• _Source data_
▶

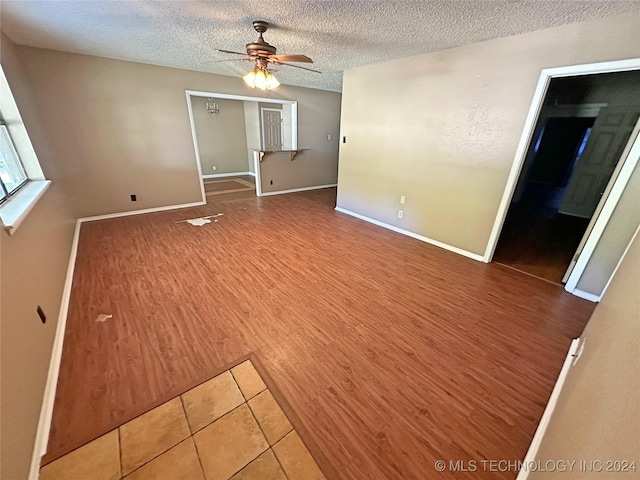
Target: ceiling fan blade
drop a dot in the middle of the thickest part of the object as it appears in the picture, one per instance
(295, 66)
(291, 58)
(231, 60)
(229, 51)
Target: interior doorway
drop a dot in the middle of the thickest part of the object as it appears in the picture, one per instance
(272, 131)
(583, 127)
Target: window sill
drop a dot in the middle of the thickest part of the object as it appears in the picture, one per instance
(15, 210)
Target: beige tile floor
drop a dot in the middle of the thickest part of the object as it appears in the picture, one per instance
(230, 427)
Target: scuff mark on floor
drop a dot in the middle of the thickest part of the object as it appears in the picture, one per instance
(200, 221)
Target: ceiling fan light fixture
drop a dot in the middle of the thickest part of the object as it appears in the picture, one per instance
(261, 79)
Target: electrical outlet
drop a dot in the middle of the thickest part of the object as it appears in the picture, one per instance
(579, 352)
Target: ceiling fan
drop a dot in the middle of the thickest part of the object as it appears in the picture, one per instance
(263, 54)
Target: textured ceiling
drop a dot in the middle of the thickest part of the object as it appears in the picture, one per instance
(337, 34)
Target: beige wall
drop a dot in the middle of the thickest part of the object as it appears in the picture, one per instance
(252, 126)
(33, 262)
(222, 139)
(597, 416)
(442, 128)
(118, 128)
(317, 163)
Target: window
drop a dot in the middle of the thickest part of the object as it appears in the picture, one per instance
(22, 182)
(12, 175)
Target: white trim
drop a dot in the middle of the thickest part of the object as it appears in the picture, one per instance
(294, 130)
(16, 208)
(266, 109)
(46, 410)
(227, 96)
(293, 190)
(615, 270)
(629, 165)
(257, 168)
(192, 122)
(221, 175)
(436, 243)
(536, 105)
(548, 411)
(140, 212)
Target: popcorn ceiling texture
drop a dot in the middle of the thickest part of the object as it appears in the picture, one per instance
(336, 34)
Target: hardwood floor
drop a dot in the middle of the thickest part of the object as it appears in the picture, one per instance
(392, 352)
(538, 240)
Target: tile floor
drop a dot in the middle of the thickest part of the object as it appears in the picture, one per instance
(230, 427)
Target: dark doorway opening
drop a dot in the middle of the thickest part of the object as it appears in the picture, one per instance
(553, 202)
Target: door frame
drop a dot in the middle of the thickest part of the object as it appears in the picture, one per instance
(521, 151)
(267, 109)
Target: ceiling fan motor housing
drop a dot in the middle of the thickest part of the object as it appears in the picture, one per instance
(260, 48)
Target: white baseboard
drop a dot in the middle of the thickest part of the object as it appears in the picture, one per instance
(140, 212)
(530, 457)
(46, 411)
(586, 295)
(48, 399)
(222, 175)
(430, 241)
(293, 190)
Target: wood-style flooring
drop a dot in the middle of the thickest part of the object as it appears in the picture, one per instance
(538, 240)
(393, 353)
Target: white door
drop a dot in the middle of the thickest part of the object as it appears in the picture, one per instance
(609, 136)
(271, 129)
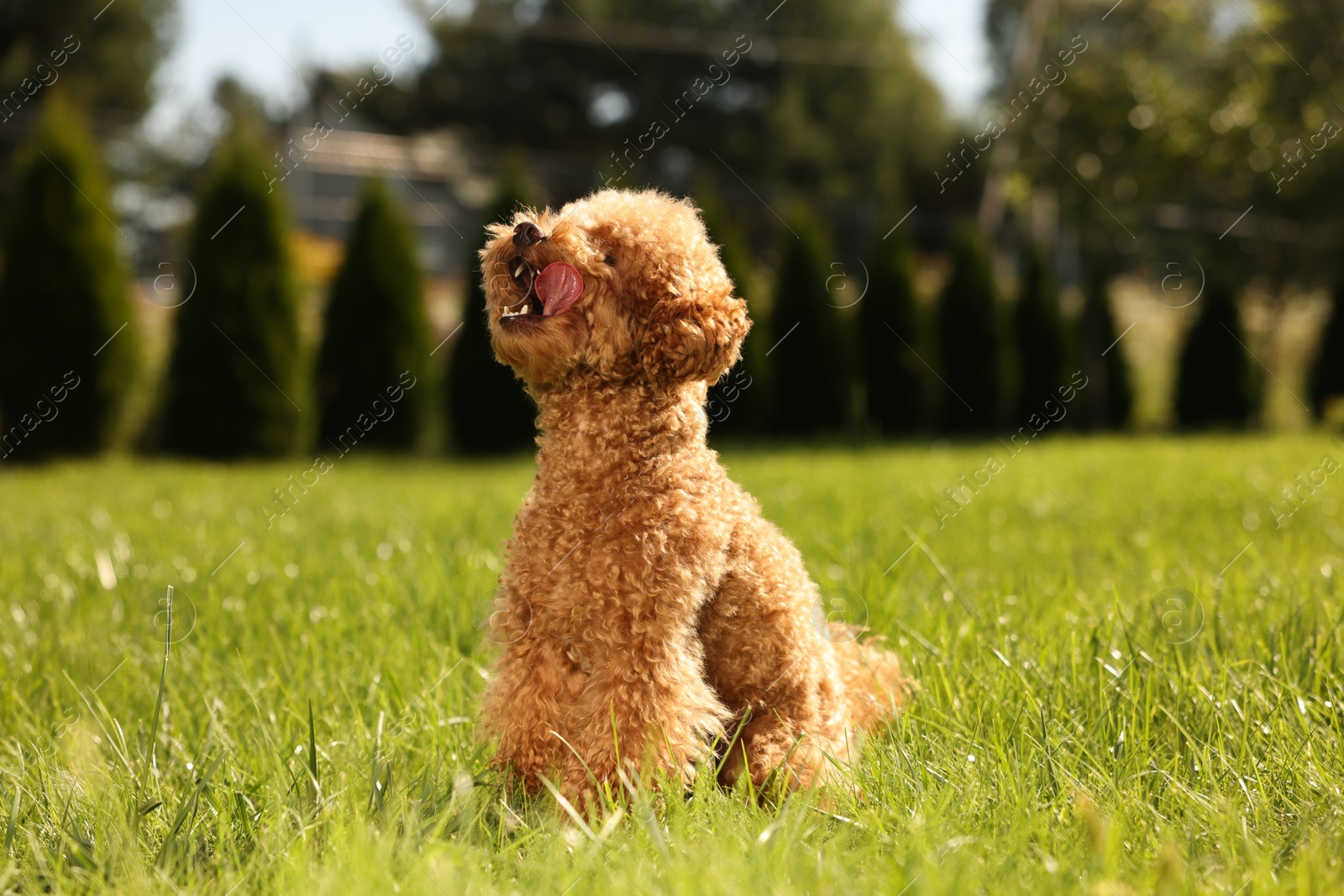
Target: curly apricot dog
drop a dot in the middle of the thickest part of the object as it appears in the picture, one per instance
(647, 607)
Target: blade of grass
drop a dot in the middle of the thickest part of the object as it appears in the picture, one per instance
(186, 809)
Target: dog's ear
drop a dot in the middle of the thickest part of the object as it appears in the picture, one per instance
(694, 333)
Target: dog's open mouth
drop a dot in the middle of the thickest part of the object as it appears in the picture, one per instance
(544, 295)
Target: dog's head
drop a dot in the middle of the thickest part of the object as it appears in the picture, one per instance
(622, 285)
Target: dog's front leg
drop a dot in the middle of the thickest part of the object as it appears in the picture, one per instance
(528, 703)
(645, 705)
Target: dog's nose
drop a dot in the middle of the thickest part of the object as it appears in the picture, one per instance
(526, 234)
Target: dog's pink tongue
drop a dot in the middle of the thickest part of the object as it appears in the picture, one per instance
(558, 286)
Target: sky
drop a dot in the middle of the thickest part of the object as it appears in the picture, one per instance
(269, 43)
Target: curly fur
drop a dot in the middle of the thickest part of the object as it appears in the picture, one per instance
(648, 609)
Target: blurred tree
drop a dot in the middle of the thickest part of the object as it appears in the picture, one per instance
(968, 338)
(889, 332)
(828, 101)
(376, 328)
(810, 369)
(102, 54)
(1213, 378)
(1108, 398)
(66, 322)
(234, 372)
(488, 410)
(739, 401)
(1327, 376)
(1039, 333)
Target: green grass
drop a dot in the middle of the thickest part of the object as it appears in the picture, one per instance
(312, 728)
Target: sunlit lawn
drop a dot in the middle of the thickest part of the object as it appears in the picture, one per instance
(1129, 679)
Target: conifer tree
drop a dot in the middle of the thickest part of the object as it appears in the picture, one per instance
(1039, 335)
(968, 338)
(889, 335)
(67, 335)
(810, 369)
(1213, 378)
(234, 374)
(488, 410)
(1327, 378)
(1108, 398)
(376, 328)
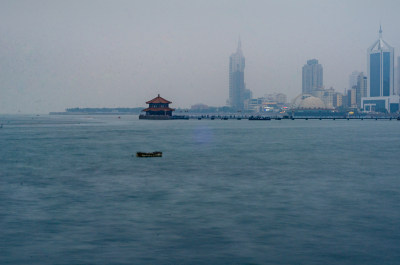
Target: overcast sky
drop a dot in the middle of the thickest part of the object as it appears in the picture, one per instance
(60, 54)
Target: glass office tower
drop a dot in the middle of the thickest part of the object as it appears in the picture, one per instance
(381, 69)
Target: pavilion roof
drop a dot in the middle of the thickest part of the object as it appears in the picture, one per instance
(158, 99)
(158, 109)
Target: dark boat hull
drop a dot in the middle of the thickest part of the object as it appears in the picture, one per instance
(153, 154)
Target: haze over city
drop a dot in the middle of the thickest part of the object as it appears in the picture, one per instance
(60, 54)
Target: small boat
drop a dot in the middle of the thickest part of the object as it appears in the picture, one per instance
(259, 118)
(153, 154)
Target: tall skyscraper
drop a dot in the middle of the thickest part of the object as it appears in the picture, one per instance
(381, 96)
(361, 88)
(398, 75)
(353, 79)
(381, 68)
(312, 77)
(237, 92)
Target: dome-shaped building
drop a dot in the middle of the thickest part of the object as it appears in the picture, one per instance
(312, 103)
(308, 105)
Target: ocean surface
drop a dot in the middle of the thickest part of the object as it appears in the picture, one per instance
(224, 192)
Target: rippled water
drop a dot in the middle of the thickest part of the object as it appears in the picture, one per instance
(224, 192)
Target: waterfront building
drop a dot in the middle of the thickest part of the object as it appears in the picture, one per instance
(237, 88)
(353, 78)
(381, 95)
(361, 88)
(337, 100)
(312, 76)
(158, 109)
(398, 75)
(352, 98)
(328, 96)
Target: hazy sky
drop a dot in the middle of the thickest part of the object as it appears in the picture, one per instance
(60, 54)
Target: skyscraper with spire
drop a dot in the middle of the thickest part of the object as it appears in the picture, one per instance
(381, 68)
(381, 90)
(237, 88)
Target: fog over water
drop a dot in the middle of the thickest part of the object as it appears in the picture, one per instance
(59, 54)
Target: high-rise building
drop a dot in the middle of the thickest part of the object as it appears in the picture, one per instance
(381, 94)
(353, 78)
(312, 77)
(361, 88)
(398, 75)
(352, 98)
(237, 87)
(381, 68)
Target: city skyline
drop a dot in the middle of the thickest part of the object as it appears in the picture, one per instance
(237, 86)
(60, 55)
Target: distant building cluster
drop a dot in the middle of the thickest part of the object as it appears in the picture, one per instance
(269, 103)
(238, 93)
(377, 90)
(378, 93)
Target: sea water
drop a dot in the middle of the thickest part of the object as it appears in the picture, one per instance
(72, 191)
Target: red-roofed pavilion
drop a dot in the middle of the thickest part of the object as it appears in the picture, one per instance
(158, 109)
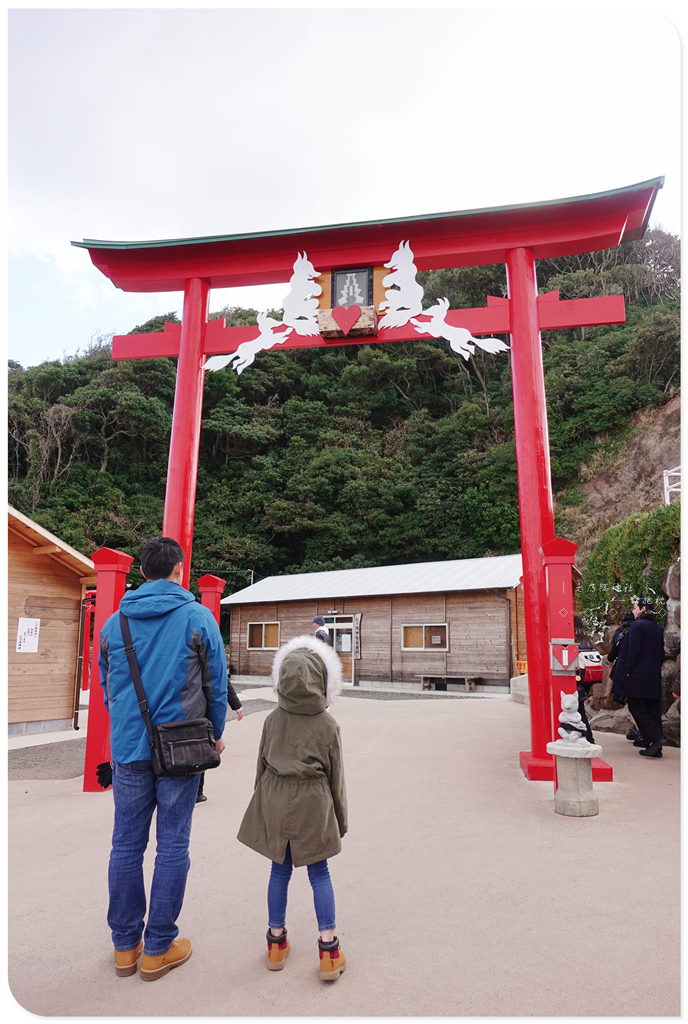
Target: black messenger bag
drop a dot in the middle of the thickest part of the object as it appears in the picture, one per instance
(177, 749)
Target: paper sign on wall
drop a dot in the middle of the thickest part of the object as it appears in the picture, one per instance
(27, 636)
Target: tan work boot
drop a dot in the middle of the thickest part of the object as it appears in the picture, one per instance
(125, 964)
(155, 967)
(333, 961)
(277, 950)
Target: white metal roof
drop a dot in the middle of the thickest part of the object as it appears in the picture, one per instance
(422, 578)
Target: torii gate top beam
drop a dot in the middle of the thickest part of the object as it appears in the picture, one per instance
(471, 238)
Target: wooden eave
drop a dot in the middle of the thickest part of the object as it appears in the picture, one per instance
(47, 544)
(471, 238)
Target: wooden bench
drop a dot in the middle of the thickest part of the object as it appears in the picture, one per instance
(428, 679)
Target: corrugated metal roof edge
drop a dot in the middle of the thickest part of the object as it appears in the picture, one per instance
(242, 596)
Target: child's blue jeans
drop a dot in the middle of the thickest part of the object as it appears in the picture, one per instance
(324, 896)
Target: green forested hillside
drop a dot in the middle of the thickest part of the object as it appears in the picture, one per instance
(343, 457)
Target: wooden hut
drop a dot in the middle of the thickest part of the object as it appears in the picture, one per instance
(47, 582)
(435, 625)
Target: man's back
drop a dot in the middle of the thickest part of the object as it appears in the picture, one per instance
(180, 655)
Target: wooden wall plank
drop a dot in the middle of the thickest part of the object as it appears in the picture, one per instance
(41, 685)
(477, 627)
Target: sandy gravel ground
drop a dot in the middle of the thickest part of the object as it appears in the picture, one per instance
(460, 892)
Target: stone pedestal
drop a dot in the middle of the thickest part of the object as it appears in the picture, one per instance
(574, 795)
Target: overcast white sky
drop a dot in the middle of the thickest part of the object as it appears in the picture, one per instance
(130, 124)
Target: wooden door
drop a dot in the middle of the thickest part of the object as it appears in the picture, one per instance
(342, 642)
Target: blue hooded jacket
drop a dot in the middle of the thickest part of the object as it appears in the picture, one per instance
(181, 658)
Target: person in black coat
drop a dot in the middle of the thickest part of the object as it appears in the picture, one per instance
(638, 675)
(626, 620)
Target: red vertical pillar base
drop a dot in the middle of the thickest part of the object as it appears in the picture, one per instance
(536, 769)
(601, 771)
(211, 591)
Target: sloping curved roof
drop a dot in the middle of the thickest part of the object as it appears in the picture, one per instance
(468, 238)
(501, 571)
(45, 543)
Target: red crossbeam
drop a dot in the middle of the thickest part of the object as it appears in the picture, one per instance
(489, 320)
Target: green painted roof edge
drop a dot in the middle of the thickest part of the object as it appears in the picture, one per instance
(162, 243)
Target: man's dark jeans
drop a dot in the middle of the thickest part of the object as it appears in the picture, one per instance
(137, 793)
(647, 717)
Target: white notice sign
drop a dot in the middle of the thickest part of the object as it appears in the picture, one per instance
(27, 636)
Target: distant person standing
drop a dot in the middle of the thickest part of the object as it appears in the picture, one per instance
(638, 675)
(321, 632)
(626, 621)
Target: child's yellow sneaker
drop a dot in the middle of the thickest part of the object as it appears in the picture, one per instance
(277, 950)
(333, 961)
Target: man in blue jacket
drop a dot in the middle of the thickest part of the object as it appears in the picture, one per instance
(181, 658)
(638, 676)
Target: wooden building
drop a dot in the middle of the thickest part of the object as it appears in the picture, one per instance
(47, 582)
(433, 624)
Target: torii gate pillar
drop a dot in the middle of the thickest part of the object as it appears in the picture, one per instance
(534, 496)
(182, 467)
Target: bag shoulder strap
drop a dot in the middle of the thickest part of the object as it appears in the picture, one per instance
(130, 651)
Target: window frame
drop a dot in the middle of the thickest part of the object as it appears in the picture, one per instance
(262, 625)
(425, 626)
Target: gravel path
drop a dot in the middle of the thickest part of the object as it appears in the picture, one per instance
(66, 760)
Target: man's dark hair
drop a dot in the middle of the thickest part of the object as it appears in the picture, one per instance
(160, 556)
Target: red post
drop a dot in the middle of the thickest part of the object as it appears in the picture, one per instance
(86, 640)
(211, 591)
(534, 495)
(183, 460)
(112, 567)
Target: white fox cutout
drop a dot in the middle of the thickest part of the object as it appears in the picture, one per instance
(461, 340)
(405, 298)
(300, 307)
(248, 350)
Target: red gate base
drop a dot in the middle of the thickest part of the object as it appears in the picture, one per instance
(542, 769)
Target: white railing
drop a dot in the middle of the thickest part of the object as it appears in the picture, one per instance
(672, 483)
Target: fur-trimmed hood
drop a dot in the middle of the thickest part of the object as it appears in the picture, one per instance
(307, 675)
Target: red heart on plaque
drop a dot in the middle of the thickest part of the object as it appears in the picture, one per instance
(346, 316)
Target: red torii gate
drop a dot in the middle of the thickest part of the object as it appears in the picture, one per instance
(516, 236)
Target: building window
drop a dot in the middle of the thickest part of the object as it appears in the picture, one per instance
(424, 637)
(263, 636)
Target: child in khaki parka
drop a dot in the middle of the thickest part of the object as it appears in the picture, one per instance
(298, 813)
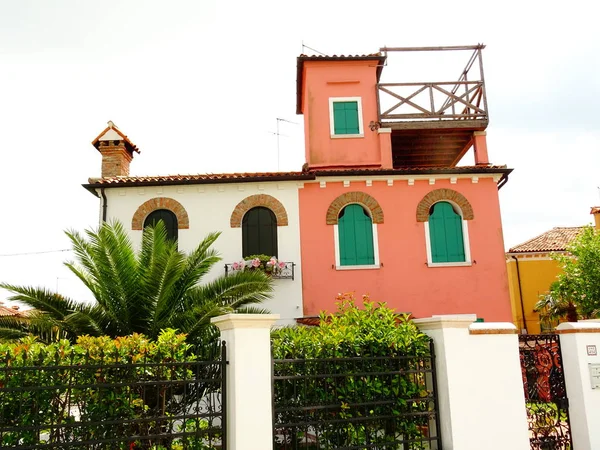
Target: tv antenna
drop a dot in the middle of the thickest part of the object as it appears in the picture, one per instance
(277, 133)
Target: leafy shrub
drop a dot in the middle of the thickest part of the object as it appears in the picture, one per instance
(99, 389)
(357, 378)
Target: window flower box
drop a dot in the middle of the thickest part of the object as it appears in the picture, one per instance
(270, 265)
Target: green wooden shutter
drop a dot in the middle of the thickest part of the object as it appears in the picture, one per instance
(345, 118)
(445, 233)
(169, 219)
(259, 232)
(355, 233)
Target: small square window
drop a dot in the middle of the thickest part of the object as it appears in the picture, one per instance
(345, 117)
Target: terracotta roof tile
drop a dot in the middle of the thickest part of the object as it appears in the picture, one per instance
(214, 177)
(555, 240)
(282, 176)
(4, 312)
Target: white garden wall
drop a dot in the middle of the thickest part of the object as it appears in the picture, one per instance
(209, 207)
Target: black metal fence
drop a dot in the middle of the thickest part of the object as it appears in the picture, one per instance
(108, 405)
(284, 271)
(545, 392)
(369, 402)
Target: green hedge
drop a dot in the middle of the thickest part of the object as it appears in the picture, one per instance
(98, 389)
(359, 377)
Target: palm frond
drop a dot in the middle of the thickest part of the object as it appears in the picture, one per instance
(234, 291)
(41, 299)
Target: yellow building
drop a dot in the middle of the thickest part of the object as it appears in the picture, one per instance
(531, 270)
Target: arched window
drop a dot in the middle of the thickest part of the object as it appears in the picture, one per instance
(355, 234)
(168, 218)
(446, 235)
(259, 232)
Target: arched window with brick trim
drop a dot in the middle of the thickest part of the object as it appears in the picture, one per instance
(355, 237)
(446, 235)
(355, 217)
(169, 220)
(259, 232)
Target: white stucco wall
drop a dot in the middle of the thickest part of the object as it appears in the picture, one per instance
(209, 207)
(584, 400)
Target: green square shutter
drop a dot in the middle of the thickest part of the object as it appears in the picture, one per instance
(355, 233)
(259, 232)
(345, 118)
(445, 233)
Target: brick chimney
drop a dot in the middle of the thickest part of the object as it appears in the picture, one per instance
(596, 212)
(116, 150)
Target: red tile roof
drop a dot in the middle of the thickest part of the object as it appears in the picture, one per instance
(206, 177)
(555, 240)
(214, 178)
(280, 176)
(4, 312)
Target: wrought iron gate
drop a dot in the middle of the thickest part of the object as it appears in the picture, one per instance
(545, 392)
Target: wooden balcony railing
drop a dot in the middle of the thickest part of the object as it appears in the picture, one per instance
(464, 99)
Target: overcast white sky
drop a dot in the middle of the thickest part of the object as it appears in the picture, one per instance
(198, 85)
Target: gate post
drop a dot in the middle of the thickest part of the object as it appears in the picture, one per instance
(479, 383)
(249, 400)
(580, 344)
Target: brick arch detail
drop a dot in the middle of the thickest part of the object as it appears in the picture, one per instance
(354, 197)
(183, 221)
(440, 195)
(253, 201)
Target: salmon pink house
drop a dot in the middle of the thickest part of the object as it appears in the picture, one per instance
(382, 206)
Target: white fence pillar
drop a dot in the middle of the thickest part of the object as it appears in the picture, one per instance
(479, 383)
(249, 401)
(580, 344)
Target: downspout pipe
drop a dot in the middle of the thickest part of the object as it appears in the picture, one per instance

◀

• _Work request_
Looking at the records, how many lines include "child"? Respond with the number only.

• _Response to this task_
3